#### Exercise
List every line of the material that contains the string "sign". Copy each of those lines in full.

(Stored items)
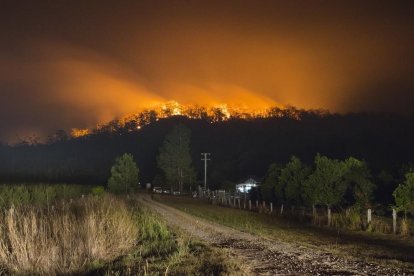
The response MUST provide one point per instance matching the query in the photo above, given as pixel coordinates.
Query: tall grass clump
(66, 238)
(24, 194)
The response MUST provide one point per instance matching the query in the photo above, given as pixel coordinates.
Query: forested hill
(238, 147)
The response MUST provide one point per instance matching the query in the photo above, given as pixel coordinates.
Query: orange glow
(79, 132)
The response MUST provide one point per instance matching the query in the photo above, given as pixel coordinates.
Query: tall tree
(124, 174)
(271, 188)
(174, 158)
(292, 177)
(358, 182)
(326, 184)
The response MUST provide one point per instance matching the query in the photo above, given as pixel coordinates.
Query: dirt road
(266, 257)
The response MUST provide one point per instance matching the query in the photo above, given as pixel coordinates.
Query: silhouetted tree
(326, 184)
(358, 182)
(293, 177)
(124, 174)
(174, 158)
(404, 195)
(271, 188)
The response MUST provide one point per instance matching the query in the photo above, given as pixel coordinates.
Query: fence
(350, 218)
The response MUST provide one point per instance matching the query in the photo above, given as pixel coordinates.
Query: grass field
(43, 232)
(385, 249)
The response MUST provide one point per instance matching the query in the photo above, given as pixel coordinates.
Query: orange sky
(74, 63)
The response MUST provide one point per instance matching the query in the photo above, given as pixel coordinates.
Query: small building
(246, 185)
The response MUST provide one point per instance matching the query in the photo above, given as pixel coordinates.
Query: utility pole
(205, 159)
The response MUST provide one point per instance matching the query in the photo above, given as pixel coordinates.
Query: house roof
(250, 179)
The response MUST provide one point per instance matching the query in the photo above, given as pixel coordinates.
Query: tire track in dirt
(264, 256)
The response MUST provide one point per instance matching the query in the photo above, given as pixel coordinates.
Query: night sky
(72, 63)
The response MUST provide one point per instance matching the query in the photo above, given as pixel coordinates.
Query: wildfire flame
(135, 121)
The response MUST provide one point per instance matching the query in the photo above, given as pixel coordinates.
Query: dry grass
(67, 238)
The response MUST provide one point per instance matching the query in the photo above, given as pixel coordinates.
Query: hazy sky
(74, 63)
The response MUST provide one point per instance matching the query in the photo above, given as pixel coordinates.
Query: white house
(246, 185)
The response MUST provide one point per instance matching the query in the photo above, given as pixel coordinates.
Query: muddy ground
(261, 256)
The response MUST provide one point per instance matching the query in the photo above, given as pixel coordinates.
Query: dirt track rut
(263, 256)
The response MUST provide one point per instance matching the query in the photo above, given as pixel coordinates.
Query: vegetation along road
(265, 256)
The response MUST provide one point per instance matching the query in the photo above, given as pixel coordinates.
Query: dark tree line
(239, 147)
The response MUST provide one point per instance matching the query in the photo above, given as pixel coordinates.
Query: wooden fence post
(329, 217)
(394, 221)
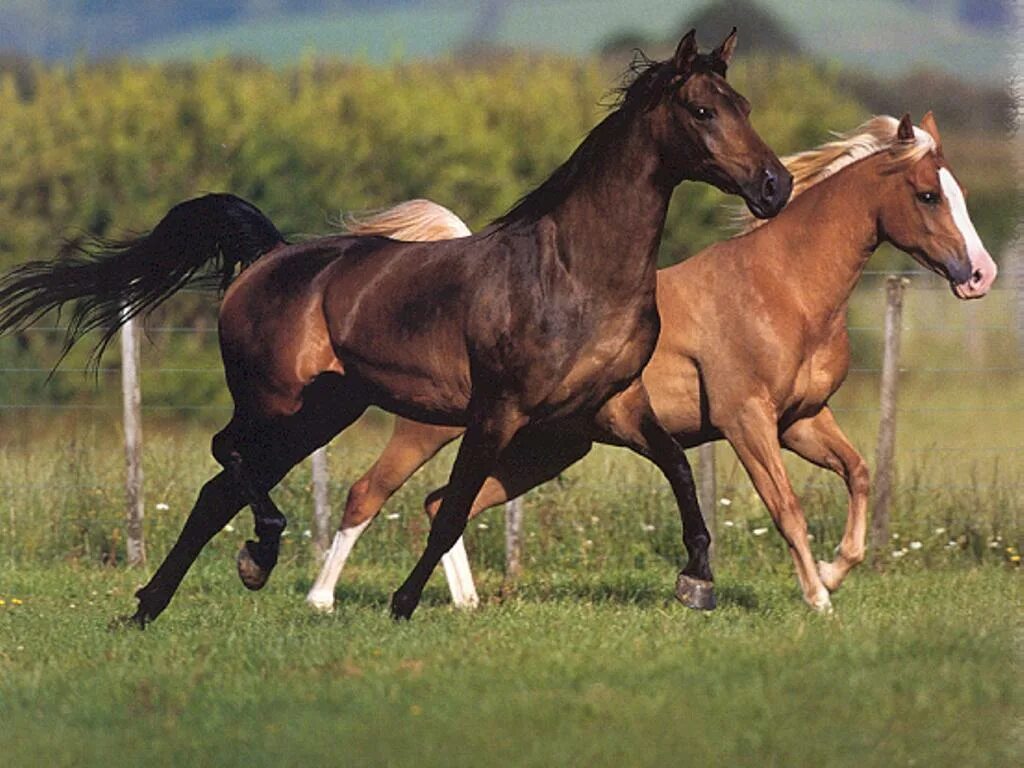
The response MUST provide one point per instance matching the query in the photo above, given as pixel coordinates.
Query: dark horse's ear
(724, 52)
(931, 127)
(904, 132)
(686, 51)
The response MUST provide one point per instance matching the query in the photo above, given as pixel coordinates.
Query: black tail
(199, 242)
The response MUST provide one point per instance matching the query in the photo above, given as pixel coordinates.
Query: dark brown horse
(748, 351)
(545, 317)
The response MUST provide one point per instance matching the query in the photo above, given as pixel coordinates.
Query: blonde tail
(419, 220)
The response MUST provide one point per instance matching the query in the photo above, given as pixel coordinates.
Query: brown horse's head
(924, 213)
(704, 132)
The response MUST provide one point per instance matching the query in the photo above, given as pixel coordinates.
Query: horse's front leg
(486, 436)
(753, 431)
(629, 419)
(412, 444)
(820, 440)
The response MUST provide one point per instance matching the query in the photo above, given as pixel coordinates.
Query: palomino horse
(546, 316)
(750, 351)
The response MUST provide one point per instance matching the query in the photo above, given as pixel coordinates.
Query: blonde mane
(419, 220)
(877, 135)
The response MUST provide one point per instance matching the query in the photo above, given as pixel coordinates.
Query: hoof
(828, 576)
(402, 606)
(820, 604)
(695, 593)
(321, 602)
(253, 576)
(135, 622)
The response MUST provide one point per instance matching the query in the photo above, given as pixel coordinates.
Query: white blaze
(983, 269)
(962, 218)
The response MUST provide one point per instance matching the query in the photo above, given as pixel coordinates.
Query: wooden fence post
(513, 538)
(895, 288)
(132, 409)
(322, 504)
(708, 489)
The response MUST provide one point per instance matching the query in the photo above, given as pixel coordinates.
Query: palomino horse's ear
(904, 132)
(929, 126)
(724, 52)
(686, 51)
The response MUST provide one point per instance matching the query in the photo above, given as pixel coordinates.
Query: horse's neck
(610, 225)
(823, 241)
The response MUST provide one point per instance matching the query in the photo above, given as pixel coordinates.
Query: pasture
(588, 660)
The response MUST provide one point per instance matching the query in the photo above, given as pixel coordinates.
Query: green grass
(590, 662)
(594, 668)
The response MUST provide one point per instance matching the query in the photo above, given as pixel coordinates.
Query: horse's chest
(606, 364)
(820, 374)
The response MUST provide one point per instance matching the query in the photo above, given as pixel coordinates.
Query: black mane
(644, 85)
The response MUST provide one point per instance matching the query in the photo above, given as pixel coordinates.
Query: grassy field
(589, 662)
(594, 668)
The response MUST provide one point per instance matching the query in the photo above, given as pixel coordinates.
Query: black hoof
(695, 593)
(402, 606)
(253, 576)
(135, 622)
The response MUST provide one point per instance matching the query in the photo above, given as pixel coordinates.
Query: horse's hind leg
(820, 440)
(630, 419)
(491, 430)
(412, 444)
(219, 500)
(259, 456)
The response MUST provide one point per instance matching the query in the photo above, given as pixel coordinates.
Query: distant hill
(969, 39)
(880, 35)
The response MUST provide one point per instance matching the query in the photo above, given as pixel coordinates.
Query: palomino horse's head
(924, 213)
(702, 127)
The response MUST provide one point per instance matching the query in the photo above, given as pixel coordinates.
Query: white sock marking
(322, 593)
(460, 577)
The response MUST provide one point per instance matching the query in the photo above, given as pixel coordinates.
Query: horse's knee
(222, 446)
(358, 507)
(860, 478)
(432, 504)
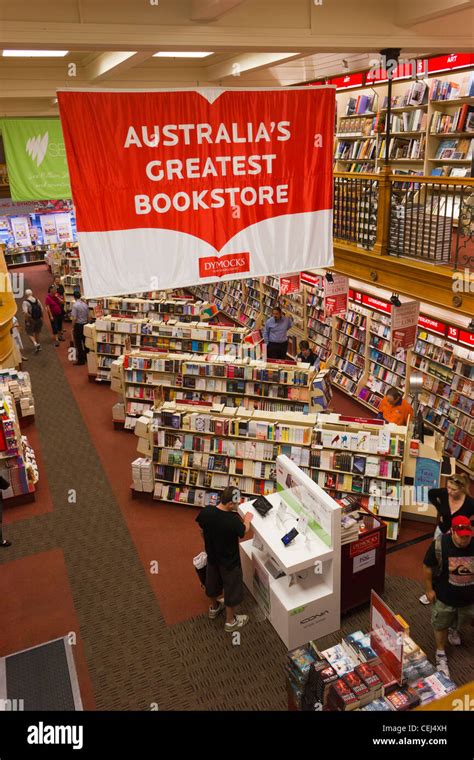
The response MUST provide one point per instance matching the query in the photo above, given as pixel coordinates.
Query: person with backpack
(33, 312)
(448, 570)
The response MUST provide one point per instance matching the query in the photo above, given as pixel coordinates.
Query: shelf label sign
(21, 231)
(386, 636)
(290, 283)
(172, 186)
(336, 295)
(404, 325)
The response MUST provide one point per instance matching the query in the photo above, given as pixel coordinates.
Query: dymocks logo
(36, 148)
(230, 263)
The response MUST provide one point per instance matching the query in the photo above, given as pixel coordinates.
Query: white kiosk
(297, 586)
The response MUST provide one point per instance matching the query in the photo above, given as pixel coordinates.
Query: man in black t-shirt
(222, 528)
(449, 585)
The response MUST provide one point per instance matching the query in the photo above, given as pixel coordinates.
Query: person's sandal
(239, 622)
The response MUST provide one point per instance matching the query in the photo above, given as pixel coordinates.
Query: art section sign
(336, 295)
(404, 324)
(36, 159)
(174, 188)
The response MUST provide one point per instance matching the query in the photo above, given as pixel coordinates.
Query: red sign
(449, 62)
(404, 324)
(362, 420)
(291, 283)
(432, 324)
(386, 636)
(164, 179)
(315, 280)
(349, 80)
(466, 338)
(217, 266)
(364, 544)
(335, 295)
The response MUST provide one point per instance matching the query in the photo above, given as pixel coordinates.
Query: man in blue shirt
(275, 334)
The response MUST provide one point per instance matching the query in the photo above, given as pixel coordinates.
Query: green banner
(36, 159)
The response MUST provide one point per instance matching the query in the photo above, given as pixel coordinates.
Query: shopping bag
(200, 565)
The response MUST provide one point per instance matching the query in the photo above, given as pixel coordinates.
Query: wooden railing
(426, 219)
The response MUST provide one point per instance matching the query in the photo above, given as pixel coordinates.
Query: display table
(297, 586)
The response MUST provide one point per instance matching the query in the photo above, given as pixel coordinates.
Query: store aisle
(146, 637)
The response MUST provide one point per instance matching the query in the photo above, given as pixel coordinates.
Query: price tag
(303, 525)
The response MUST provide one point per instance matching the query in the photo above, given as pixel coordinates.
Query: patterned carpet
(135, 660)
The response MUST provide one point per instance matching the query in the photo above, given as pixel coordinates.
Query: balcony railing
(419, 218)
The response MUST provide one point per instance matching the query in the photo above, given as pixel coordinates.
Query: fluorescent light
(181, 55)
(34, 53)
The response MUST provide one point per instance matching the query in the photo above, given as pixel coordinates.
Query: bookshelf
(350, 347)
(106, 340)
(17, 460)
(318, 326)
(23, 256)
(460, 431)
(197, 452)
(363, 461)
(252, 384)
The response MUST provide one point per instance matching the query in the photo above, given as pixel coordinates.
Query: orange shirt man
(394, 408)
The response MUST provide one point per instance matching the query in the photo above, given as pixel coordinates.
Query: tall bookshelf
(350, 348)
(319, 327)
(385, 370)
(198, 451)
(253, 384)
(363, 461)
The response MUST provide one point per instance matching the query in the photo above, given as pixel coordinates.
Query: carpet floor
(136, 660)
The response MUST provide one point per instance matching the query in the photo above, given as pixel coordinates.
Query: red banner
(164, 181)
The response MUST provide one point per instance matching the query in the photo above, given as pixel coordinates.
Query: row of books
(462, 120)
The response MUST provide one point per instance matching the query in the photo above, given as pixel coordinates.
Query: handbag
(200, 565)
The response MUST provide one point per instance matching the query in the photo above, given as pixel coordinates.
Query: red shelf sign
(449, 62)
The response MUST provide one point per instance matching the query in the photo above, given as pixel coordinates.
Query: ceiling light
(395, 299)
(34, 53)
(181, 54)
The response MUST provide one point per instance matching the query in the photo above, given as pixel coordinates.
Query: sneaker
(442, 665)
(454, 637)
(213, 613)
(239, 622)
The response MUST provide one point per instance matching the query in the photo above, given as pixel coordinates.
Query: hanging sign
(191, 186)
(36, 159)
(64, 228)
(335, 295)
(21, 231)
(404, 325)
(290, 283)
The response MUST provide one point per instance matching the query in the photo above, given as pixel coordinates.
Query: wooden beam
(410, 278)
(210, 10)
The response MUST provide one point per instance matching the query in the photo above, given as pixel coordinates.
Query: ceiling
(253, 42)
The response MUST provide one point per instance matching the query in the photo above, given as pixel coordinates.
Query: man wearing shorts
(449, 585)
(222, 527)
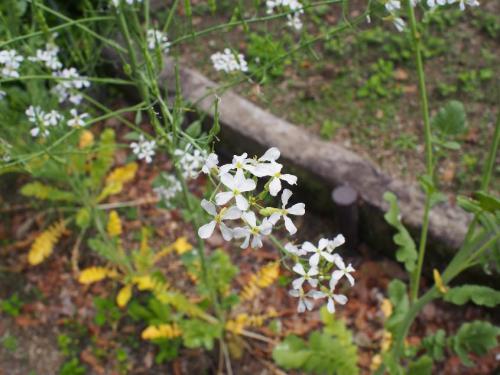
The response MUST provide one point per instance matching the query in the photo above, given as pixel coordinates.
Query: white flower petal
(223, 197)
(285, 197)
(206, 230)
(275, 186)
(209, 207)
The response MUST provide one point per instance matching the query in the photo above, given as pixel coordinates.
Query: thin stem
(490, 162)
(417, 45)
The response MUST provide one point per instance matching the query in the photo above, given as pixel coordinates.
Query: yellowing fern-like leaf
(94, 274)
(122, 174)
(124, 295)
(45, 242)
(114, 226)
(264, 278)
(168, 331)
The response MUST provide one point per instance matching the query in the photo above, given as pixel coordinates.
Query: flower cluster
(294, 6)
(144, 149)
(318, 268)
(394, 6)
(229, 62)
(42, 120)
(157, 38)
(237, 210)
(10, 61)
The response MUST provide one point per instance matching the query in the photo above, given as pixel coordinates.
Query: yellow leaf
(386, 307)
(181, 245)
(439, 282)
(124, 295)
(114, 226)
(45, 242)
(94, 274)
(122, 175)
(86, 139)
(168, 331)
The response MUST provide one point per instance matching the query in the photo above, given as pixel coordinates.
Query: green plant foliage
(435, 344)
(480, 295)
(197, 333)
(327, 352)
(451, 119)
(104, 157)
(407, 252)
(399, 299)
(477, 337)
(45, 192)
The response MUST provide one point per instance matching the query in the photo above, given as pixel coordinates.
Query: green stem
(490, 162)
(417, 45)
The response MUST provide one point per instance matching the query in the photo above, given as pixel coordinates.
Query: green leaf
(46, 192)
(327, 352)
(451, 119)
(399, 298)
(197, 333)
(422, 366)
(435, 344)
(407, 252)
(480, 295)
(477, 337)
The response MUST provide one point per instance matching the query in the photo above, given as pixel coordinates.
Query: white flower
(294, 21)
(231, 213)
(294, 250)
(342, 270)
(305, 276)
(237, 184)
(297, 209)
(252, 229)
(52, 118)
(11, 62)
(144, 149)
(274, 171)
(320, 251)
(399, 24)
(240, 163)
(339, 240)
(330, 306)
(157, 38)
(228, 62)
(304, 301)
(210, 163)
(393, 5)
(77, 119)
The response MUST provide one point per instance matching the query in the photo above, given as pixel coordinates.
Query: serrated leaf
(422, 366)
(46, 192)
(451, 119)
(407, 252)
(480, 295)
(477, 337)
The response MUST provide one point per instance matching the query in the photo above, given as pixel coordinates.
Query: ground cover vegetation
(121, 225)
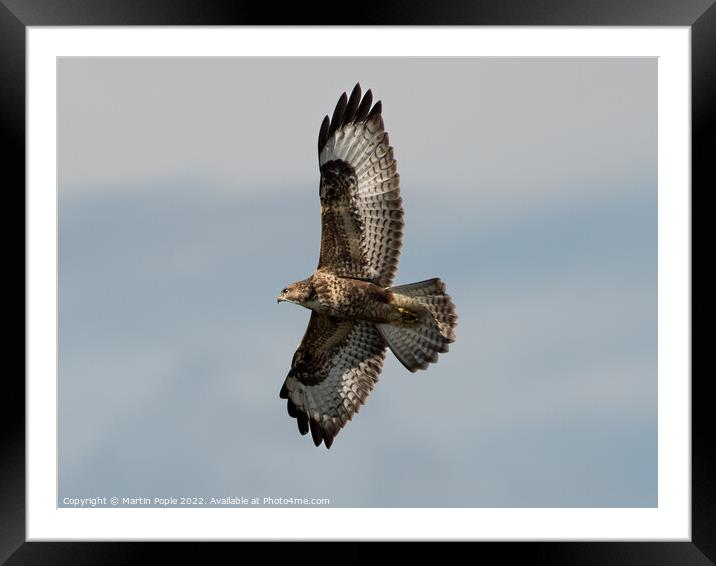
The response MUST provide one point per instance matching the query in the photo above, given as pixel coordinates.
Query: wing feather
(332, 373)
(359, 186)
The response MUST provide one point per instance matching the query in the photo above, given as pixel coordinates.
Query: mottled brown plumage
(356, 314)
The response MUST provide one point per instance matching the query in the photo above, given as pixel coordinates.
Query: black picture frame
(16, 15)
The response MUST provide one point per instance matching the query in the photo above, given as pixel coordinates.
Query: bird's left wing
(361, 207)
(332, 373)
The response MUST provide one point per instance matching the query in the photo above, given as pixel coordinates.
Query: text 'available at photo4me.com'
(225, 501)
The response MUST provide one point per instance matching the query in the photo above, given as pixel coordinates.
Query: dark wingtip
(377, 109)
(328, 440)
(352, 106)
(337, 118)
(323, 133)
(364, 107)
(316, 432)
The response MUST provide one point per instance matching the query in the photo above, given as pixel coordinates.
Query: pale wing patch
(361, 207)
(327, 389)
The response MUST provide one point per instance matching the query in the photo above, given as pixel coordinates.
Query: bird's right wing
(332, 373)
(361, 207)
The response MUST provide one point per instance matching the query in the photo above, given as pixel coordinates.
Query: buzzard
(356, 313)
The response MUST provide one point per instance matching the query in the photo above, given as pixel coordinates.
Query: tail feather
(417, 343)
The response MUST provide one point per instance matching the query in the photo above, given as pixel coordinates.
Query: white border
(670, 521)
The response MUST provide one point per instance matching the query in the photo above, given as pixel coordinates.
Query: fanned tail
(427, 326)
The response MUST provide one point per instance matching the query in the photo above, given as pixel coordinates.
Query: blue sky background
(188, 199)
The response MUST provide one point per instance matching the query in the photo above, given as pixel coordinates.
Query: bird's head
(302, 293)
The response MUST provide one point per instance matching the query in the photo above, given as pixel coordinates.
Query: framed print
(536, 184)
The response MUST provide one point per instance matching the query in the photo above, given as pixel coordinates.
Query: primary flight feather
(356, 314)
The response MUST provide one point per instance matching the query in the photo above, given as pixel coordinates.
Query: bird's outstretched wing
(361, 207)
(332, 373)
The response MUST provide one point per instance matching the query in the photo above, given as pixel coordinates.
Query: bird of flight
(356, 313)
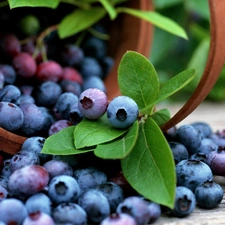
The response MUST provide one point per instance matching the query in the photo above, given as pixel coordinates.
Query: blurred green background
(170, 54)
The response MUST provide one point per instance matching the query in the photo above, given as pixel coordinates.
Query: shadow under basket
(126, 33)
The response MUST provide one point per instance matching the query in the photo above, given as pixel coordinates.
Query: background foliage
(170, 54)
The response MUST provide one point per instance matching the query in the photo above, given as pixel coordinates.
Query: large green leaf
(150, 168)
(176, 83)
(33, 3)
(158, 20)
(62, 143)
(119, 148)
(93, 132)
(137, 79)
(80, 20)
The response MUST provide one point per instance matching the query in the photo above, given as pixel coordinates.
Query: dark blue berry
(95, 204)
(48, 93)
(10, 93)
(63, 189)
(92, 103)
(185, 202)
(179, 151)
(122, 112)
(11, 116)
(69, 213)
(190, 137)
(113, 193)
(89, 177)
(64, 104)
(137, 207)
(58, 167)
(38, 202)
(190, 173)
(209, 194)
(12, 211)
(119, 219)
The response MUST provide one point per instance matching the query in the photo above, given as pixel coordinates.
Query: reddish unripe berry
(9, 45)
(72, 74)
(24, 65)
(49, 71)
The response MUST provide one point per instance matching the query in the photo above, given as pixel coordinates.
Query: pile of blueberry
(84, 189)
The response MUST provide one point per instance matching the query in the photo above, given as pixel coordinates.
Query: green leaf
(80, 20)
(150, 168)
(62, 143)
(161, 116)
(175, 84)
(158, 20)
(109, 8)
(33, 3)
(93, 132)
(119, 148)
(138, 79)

#### Written answer
Query: shelf label sign
Query: art section sign
Query: red sign
Query: red shelf sign
Query: hanging sign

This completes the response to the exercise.